Directions » Everything from the line that contains "the black pants" through the last line of the listing must be copied exactly, with both of those lines included and no others.

* begin Data lines *

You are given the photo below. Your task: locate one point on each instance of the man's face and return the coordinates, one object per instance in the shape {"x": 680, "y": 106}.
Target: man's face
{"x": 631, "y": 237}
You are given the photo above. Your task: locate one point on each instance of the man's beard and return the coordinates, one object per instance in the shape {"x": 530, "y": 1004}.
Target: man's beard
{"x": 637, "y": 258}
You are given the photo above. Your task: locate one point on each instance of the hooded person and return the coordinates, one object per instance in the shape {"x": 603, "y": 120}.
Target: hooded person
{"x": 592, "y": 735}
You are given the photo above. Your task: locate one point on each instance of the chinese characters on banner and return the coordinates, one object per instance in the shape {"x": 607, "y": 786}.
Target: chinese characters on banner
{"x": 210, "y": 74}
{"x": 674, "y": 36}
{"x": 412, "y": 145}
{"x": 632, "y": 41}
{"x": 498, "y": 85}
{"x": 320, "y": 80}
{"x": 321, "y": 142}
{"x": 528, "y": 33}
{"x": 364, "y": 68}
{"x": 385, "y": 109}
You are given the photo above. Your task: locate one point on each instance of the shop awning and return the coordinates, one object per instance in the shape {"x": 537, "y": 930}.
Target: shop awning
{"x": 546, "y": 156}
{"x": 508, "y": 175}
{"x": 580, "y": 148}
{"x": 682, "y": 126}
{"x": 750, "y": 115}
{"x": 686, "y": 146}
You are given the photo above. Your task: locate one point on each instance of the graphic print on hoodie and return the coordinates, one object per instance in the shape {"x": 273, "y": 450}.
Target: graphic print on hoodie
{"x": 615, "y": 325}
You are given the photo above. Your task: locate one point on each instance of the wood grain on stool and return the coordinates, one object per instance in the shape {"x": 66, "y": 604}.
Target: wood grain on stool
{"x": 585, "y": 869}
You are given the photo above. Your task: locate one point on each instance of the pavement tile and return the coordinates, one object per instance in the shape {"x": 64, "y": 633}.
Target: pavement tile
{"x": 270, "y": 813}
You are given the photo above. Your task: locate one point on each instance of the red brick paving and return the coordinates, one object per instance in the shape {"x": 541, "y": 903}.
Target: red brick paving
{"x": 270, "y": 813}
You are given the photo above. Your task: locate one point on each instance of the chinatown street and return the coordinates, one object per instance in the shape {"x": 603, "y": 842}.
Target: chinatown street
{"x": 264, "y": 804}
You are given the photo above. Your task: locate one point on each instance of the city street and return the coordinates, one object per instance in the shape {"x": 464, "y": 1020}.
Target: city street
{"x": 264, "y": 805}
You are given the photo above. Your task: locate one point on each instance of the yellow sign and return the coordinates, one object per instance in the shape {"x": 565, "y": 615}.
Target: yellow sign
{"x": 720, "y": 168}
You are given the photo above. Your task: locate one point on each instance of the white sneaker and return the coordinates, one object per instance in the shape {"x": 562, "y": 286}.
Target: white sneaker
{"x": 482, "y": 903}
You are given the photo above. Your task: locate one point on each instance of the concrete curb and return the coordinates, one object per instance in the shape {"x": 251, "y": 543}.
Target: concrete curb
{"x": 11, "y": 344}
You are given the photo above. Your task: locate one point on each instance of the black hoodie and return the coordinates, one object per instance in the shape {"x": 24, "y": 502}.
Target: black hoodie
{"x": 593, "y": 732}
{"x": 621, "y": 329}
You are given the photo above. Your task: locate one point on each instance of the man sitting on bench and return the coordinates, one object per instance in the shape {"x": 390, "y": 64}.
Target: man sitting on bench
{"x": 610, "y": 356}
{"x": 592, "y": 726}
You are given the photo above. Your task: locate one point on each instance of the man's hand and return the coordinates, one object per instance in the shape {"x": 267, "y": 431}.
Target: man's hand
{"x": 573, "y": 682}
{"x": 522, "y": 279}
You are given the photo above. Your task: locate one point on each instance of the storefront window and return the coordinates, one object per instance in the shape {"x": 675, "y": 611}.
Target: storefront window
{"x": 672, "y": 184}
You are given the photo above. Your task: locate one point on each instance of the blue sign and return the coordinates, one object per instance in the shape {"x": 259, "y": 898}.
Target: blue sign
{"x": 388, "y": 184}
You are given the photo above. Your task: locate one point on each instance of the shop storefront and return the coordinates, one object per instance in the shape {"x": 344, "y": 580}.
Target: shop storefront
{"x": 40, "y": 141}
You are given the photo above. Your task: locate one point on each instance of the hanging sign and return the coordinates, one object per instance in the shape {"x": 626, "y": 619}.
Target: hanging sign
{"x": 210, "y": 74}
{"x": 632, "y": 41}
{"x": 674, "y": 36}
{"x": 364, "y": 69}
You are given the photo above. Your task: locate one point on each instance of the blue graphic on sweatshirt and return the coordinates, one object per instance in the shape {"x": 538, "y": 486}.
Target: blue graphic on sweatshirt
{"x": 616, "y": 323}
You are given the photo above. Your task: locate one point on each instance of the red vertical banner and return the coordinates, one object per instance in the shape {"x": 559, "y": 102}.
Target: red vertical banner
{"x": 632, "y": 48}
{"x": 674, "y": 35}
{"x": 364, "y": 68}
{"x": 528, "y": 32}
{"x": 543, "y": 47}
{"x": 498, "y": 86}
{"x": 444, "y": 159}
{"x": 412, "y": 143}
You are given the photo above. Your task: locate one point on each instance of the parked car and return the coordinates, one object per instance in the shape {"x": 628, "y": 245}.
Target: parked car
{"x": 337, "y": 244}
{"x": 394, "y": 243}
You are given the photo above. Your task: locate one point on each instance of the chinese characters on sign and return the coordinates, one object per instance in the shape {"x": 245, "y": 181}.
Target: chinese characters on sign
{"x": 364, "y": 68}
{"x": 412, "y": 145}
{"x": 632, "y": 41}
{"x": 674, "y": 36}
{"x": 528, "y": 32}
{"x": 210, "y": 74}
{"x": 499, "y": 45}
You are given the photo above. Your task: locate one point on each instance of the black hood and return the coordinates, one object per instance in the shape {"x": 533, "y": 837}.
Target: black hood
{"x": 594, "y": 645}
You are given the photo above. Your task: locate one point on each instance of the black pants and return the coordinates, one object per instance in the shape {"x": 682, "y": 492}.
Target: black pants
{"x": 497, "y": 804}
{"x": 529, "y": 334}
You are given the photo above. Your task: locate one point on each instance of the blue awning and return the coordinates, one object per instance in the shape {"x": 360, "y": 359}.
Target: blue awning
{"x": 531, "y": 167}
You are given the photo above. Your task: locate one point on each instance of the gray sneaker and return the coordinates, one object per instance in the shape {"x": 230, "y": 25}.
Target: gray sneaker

* end Data lines *

Answer to this task »
You are given the photo above. Your task: locate one point on each instance of the black pants and return the coordinates, one object per instance in the shape {"x": 682, "y": 492}.
Target: black pants
{"x": 497, "y": 804}
{"x": 529, "y": 334}
You are given the photo above. Your task: locate one point on each instance of the blue awning and return the coordinates, one object per instance in the shape {"x": 360, "y": 359}.
Target: blue awning
{"x": 531, "y": 167}
You are given the photo above. Your task: locate one point on each instance of the gray sneaker and return the coordinates, one object per instance in the shape {"x": 230, "y": 25}.
Target: gray sneaker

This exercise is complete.